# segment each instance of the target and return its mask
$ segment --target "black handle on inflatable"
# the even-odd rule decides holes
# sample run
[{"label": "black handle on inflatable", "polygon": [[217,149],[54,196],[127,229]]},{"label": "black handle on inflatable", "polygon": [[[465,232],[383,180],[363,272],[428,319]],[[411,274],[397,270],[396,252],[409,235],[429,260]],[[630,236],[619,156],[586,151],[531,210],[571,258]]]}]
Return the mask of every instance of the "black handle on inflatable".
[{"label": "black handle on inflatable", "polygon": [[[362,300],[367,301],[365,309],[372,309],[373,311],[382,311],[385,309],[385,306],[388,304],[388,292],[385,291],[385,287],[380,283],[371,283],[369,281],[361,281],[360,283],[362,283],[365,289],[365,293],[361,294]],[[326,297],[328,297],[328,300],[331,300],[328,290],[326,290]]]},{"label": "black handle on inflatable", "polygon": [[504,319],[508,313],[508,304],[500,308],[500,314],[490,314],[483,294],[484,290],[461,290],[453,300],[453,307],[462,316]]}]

...

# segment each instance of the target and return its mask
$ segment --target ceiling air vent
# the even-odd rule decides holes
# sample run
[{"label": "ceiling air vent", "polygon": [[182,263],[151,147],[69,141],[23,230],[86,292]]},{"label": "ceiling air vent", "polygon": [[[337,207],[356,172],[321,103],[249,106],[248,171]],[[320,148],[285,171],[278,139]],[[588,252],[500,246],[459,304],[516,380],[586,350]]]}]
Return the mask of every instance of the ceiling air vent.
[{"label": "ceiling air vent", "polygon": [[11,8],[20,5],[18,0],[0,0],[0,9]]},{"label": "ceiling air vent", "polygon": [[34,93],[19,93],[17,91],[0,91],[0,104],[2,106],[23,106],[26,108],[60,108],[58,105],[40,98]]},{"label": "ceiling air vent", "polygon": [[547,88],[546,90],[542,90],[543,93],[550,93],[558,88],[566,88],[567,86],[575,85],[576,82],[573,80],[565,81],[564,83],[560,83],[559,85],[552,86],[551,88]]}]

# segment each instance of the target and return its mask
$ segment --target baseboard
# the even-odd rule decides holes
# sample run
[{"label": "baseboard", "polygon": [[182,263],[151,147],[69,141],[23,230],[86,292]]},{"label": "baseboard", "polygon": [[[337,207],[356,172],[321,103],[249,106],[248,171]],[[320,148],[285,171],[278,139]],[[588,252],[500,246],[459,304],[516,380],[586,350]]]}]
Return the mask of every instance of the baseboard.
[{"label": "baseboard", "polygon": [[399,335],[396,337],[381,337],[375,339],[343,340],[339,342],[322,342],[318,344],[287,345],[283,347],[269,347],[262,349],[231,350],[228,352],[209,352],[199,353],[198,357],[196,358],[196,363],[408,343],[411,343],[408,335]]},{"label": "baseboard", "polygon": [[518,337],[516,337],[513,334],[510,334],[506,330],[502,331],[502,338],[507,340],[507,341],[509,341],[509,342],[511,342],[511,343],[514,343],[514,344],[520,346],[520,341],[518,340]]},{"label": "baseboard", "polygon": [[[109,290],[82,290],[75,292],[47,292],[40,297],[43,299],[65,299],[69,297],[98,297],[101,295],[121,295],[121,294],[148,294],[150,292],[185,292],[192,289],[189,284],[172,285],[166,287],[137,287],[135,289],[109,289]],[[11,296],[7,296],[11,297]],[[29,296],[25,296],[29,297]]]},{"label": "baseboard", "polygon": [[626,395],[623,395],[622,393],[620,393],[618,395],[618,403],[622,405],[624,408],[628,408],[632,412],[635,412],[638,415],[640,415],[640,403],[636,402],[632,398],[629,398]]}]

==

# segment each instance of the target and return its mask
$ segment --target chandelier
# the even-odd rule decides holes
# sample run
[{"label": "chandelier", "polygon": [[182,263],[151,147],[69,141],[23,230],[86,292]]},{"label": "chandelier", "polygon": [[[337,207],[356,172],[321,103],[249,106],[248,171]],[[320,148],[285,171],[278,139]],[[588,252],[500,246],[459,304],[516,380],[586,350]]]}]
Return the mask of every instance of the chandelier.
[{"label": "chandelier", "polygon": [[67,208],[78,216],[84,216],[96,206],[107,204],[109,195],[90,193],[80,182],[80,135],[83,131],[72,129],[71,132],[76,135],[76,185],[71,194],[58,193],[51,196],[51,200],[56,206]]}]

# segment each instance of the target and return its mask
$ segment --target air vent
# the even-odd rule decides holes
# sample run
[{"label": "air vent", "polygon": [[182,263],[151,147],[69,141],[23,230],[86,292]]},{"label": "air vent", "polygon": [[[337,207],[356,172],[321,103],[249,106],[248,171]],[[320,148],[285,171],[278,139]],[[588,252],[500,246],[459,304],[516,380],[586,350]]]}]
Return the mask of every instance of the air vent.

• **Action item**
Quote the listing above, but only from the line that shows "Return the mask of every instance of the chandelier." through the line that shows "Return the mask of every instance of the air".

• **Your response**
Return the mask of every instance of the chandelier.
[{"label": "chandelier", "polygon": [[67,208],[78,216],[84,216],[96,206],[107,204],[109,195],[90,193],[80,182],[80,135],[83,131],[72,129],[71,132],[76,135],[76,185],[71,194],[58,193],[51,196],[51,200],[56,206]]}]

# segment each instance of the target and return its mask
$ segment --target air vent
# the even-odd rule decides holes
# sample run
[{"label": "air vent", "polygon": [[182,263],[151,147],[69,141],[23,230],[86,292]]},{"label": "air vent", "polygon": [[[337,207],[356,172],[321,103],[249,106],[248,171]],[[320,148],[285,171],[278,139]],[[588,252],[500,246],[459,304],[516,380],[586,350]]]}]
Return the mask of every instance of the air vent.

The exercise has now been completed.